- _Work order_
In full and without edits, write out the data that follows.

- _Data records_
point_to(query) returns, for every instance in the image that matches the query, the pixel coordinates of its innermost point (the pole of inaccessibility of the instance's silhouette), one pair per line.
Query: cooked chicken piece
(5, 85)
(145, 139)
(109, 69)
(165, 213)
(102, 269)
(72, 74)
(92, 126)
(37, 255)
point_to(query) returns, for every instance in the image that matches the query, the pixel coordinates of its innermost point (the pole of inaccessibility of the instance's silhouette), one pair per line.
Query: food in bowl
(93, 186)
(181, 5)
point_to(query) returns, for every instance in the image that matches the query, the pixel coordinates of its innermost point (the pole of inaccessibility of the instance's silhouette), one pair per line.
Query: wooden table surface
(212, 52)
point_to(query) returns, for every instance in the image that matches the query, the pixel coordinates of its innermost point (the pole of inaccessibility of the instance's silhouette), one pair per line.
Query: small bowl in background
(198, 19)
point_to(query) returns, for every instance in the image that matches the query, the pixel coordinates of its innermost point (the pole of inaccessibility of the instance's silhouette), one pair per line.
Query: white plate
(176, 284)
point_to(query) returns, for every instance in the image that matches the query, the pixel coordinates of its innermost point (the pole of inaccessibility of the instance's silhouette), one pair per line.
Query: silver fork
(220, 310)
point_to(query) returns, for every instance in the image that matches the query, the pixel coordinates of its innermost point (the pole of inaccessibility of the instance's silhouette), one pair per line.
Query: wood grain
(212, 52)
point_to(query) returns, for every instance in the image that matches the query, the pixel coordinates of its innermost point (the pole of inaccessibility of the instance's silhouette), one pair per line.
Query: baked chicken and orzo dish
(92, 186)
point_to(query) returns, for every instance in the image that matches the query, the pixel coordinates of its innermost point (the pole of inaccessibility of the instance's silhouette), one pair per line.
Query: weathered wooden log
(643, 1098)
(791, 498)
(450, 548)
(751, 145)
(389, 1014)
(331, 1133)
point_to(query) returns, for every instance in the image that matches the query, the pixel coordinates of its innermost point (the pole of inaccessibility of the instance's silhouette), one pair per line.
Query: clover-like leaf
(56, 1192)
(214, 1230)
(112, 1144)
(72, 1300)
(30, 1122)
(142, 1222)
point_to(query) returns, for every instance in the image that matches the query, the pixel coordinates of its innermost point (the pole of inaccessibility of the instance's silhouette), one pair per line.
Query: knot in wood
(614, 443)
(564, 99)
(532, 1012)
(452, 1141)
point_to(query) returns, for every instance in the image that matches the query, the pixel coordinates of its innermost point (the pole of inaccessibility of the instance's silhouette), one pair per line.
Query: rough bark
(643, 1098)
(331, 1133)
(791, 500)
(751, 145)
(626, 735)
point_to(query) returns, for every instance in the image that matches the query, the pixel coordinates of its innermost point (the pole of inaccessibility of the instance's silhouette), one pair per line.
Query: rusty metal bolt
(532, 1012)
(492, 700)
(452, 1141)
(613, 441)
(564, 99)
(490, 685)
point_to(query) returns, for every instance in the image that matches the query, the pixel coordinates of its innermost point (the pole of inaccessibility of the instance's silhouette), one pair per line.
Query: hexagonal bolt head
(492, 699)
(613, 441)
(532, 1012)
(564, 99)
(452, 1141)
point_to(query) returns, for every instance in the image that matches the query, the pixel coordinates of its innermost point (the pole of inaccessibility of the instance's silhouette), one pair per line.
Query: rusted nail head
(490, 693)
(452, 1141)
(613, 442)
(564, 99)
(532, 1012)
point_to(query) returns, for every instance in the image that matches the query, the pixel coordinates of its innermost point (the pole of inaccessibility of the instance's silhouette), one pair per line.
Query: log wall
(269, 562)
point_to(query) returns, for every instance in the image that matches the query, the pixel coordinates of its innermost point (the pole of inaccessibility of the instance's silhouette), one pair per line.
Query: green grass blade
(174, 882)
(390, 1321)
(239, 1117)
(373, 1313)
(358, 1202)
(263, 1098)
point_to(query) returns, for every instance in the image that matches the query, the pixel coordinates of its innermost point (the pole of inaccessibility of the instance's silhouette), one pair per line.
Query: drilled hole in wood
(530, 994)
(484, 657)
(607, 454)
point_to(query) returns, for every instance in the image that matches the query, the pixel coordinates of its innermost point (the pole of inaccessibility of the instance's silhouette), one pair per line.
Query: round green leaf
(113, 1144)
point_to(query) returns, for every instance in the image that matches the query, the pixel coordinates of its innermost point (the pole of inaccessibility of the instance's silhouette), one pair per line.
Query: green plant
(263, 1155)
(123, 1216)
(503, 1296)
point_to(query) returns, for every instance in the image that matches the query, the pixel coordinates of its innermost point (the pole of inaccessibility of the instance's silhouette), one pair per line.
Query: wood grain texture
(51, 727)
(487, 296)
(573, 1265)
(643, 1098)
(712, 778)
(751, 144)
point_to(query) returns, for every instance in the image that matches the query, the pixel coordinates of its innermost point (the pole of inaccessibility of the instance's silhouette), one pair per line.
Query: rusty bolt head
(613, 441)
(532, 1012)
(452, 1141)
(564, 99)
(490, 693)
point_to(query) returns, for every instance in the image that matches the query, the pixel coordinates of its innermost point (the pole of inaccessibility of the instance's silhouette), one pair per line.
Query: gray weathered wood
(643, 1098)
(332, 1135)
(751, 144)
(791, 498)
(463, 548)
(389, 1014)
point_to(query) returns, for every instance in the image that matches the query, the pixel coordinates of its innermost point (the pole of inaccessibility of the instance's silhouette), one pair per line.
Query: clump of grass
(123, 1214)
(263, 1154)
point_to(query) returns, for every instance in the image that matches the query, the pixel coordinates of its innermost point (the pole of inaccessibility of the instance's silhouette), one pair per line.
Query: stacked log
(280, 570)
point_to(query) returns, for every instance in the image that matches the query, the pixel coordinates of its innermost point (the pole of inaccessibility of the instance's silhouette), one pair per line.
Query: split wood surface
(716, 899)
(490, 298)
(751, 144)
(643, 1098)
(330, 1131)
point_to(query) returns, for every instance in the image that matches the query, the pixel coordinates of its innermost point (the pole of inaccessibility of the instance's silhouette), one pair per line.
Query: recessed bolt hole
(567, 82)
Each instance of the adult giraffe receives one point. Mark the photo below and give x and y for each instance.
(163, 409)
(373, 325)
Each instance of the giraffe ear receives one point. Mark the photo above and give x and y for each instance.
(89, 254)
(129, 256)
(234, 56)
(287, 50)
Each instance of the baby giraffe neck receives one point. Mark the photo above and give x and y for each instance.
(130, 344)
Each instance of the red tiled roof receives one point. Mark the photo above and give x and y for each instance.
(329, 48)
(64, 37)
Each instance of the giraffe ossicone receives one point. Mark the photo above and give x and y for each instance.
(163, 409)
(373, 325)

- _Exercise result_
point_to(query) returns, for every instance in the image that matches the query, the pixel coordinates of its innermost point (the pole of inaccessibility of the instance's silhouette), one pair per line.
Query: cooked chicken piece
(5, 85)
(145, 139)
(109, 69)
(165, 213)
(102, 269)
(72, 74)
(92, 126)
(37, 255)
point_to(query) returns, for every instance in the image that matches the query, the pixel coordinates of its innermost point (the pole of inaccessibility of the instance's silhouette), one pair per line.
Query: food in bowl
(93, 186)
(181, 5)
point_to(query) returns, for every instance in the image that matches the query, the pixel coordinates of its innermost point (the pole of inaccessibility of the instance's silhouette), one pair per line.
Query: wooden table surface
(212, 52)
point_to(query) returns, for every instance in the image that matches the query, the pixel coordinates of its innermost point (the pole of inaccessibility of the instance's silhouette), one pair per line.
Query: small bowl in background
(198, 19)
point_to(query) returns, for every instance in the image that matches the query, the pixel coordinates of its innermost point (the pole of inaccessibility of the instance's silhouette), one pair per line.
Query: white plate
(176, 284)
point_to(query) returns, for every instance in the image that matches the query, the pixel coordinates of its innermost point (the pole of inaccessibility of the instance's silhouette), one pair per line.
Query: silver fork
(220, 310)
point_to(query) returns, for every instance in the image that matches the query, the pixel coordinates of its innermost point (the pole of inaccessibility of the instance's silhouette), one pair per line.
Query: wood grain
(212, 52)
point_to(query) returns, for every instance in the image that matches the query, the pixel coordinates of its innermost point (the pole of inaccessibility of the instance's silhouette), one pair per line.
Query: baked chicken and orzo dish
(92, 186)
point_to(query) returns, for every instance in the image that matches the query, the pixel coordinates of its innermost point (the pole of inaccessibility of the instance's silhouette), one pair per line.
Query: weathered wooden log
(643, 1098)
(791, 498)
(450, 548)
(751, 145)
(389, 1014)
(331, 1133)
point_to(query) returns, for every instance in the image that matches the query, the pixel coordinates of its innermost point (the pole of inaccessibility of the instance's silhouette), one pair per line.
Query: clover-like leaf
(56, 1192)
(214, 1230)
(112, 1144)
(72, 1300)
(30, 1122)
(142, 1222)
point_to(query) returns, for every instance in the image that matches the query, the pixel coordinates of its innermost point (the pole of inaccessibility of the instance's silhouette), one pair per line.
Query: knot in wood
(614, 443)
(564, 99)
(532, 1012)
(452, 1141)
point_to(query) returns, for every instance in the image that matches the query, the pixel coordinates of its innermost point (the pole of inaccessibility of the instance's silhouette), one pair per line.
Query: rough bark
(643, 1098)
(331, 1133)
(791, 500)
(751, 145)
(626, 735)
point_to(query) returns, for every instance in the image that matches the query, the pixel coordinates of its innermost point (the pole of inaccessibility of the instance's silhouette), one pair per line.
Query: rusty metal bolt
(532, 1012)
(492, 700)
(452, 1141)
(613, 441)
(564, 99)
(490, 685)
point_to(query) returns, for every instance in the image that matches the query, the pixel coordinates of its innermost point (the pole of inaccessibility of the instance's silhouette), one pair per line.
Query: hexagonal bolt head
(492, 699)
(613, 441)
(532, 1012)
(564, 99)
(452, 1141)
point_to(query) returns, for every instance in the image that matches the query, the pixel coordinates of its innermost point (the pole of inaccessibility of the instance's silhouette), one pair per line.
Query: rusted nail head
(490, 693)
(452, 1141)
(613, 442)
(564, 99)
(532, 1012)
point_to(query) returns, for every instance in the image that matches the query, the pixel coordinates of its innermost point (the pole of inaccessibility of the instance's silhouette), one pair per line.
Query: log wall
(269, 562)
point_to(query) returns, for every instance in the image that matches the query, the pixel coordinates of its innermost point (the pole of inaccessibility of the instance's silhouette), one pair per line.
Query: green grass blade
(174, 882)
(390, 1321)
(239, 1117)
(373, 1313)
(358, 1202)
(263, 1098)
point_to(query) returns, for every instance in the image that matches the query, the pixel coordinates of its innermost point (the pole of inaccessibility of the instance's silhouette), one pair per line.
Query: drilled hole in wood
(530, 994)
(484, 657)
(607, 454)
point_to(query) returns, for every instance in the image that matches the query, the pixel coordinates of its innermost point (the pole of inaccessibility of the instance's silhouette), one pair per line.
Query: round green leaf
(113, 1144)
point_to(query) returns, for every instance in the image that matches the query, the pixel coordinates of its innermost point (the pole of inaccessibility of the instance's silhouette), one pair per line.
Query: green plant
(263, 1155)
(123, 1216)
(503, 1296)
point_to(query) returns, for every instance in the image that matches the query, the pixel coordinates of its innermost point (the pole of inaccessibility of the instance's silhouette), one pair per line.
Query: wood grain texture
(51, 727)
(487, 296)
(573, 1265)
(643, 1098)
(712, 778)
(751, 144)
point_to(query) returns, for every instance in the image that matches the query, the pixel coordinates of its innermost point (the pole of inaccessibility of the instance's silhouette), one pair per line.
Query: rusty bolt head
(613, 441)
(532, 1012)
(452, 1141)
(564, 99)
(490, 693)
point_to(query) returns, for every instance in the image that matches the query, the pixel coordinates of its innermost point (the pole of inaccessibility of the instance's silhouette), one pair per line.
Query: gray weathered wood
(643, 1098)
(332, 1135)
(751, 144)
(791, 498)
(463, 548)
(389, 1014)
point_to(query) returns, for every instance in the image that matches the query, the pixel coordinates of its innermost point (the pole of inaccessibility of the instance's silhouette), one pair per line.
Query: clump of grass
(123, 1214)
(263, 1154)
point_to(query) returns, for every instance in the image that matches the query, the pixel coordinates of its innermost point (the pole of inaccessibility of the instance's silhouette), one pair per line.
Query: stacked log
(280, 570)
point_to(query) returns, for every instance in the image that matches the query, the pixel coordinates of its innermost point (the pole of inaccessibility of the instance's silhouette), one pair per line.
Query: split wood surface
(716, 899)
(490, 298)
(751, 144)
(643, 1098)
(330, 1131)
point_to(query) returns, for every instance in the image that matches the query, the pixel coordinates of its innermost point (the pole of inaccessibility of the instance's silhouette), one pair per line.
Query: recessed bolt hole
(567, 82)
Each instance of the adult giraffe receives one point. Mark the photo below and give x and y for each instance.
(163, 409)
(373, 325)
Each instance of the giraffe ear receives one point. Mark the photo above and give x and y for each instance.
(89, 254)
(129, 256)
(234, 56)
(287, 50)
Each instance of the baby giraffe neck receives one point. Mark the photo above and give x and y for each instance.
(130, 344)
Each instance of the red tiled roof receives one point. Mark the photo above and give x and y for each instance.
(329, 48)
(64, 37)
Each instance of the giraffe ossicone receives one point. Mark the photo above and give x and y for each instance.
(163, 409)
(373, 325)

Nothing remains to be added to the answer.